■ **Tasks for this exercise**:
**A.** Write out the passage of the haproxy article from "If your application responds" to "from the HAProxy process.".
**B.** According to the haproxy article, in what unit are the timers given?

■ **Selected extract**:

------------------------------------------------------------

Erstellt von Christian Zagrodnick | | Blog

Welcome back. In part one, we discussed the basics of reading haproxy logs - today we'll look further.

My site is slow!

So you notice that your application is not as fast as you're used to - but why? The most common reason is, obviously, that your application itself takes a long time to respond to requests, but not always. To find out whether this is true (or whether something else is going on) haproxy has "timers". 

HAProxy timers

The example log excpert from part 1 showed the following sequence of numbers:  10/0/30/69/109

Feb  6 12:14:14 localhost haproxy[14389]: 10.0.1.2:33317 [06/Feb/2009:12:14:14.655] http-in static/srv1 10/0/30/69/109 200 2750 - - ---- 1/1/1/1/0 0/0 {1wt.eu} {} "GET /index.html HTTP/1.1"

These are the "timers" and they're given in milliseconds (ms). One by one, here's what they are called and what they do:

  • Tq (10): How long did it take to receive the HTTP request. This does not include the data of a POST or PUT.
  • Tw (0): How long did the request wait in queues? This is the sum of the times from the backend queue (‘static’) and the server queue (‘srv1’).
  • Tc (30): How long did it take HAProxy to connect to the backend server on a TCP/IP level?
  • Tr (69): How long did it take the backend server to send us the HTTP response headers. (This does not include sending the response data.)
  • Tt (109): How long did the request take in total - from accepting the TCP connection to closing it?

High Tr means a problem on the side of the application

When you see high values for Tr that means the problem is (very likely) located in your application. For further investigation you need to leave HAproxy and have a look at the application server. Typical issues that increase answer time from your application are:

  • The CPU is too busy - you'll need to add more CPU power (ideally through more servers). Ideally, under this condition, you limit the number of concurrent requests per application server to 1 (via maxconn) and follow the rule "1 request = 1 thread = 1 CPU core" as you want haproxy to pass requests to an application process whose CPU actually has time to work on it as fast as possible. If you have a mixed CPU/IO load you can slowly increase your threads and requests until you hit saturation.
  • If the CPU is idle, then you might be I/O bound - check tools like "dstat" or "iostat" and "top" to see whether processes are stuck in "iowait". Increasing I/O throughput isn't always possible and you may need to figure out smart ways to change either your applications behaviour, consider caching, or upgrade your resources.
  • If you see neither a busy CPU nor a saturated IO system then you might be calling  services that are too slow. This could be an internal service like your database (in which case, repeat the debugging procedure there) or an external service (like the Twitter API). If your application depends on external API then you need to consider implementing a small socket timeout for those connections (typically less than 5 seconds). Defaults may be "inifite" timeouts which will cause your requests to hang infinitely.

If your application responds slowly, you may also see secondary effects like your queue counters going up. Let's look at these.

Queue counters

In our example log entry that is the 1/1/1/1/0. It is a snapshot of the queue state at the time of logging. In order of appearance:

  • actconn: Connections to and from the HAProxy process.
  • feconn: Connections to the HAProxy frontend, i.e. connections made to the HAProxy process.
  • beconn: Connections which are handled by the backend the logged request used.  This includes active (currently being processed) and queued (waiting for a server) connections.

------------------------------------------------------------

■ **Record set**:
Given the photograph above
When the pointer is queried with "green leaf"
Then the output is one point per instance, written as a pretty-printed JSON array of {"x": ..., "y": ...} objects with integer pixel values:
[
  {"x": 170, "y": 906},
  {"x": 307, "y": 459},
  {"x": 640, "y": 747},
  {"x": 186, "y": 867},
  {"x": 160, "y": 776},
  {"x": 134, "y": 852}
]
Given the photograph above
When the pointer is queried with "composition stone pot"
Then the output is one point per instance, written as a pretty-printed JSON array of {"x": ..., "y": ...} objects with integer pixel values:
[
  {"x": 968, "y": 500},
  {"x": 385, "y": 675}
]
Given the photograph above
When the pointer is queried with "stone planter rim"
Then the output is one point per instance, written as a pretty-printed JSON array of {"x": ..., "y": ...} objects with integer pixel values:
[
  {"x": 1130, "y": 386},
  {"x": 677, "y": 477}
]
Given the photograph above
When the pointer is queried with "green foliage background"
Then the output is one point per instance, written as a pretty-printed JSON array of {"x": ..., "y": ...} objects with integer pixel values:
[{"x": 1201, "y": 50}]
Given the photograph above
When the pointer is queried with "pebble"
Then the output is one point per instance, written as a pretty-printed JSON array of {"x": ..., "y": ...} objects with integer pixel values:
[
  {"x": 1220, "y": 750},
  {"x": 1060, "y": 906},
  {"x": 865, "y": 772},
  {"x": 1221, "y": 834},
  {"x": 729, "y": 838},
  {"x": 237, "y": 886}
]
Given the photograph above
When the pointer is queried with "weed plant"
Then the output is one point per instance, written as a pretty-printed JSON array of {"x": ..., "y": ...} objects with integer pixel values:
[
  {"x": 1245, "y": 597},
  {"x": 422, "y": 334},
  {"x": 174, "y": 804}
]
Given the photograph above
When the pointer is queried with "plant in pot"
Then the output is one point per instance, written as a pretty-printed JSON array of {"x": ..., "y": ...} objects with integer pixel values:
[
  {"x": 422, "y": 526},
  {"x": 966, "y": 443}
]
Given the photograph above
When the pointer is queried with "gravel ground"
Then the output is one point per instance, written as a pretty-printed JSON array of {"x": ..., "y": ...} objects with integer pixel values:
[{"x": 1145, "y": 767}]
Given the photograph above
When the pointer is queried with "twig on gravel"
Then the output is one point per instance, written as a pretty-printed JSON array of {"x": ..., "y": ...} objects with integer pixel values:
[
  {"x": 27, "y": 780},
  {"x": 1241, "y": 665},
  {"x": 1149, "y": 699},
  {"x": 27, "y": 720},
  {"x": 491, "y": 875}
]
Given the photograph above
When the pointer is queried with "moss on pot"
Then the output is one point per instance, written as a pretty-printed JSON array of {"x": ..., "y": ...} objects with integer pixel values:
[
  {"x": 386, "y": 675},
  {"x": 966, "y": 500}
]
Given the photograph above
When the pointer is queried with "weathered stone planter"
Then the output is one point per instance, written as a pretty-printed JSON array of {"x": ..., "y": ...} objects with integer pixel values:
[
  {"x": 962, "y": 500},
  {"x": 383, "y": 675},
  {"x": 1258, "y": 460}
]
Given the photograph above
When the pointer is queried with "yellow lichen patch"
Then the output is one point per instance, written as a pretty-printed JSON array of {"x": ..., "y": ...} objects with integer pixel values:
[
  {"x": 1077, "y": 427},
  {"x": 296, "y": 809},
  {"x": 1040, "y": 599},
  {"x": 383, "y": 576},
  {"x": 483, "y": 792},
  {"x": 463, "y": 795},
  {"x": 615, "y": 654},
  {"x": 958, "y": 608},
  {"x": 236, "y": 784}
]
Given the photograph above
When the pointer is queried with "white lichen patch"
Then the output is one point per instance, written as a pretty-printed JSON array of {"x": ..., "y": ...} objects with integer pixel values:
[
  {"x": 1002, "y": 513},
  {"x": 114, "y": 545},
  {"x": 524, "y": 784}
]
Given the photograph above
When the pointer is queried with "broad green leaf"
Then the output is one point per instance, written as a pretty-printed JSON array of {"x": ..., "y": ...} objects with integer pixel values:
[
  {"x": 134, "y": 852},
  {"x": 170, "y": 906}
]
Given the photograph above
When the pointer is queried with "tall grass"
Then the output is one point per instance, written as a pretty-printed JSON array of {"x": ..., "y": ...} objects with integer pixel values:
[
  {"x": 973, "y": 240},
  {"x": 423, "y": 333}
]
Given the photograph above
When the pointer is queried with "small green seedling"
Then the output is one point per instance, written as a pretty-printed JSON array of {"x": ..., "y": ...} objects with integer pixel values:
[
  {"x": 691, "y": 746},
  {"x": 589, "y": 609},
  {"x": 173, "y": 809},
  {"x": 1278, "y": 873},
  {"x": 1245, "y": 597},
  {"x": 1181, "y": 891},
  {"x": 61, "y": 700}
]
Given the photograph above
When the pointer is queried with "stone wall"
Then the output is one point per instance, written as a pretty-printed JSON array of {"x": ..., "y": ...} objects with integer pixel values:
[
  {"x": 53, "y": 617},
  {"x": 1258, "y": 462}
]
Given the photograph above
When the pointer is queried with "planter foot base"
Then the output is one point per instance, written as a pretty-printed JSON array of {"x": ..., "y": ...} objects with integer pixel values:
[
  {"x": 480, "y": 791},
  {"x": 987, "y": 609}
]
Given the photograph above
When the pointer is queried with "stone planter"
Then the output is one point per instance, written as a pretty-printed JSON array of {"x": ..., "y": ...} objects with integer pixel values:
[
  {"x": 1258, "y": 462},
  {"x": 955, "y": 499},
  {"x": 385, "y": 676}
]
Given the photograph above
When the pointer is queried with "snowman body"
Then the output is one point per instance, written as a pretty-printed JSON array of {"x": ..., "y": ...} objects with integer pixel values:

------------------------------------------------------------

■ **Results of the tasks**:
**A.**
If your application responds slowly, you may also see secondary effects like your queue counters going up. Let's look at these.

Queue counters

In our example log entry that is the 1/1/1/1/0. It is a snapshot of the queue state at the time of logging. In order of appearance:

  • actconn: Connections to and from the HAProxy process.

**B.** Milliseconds (ms).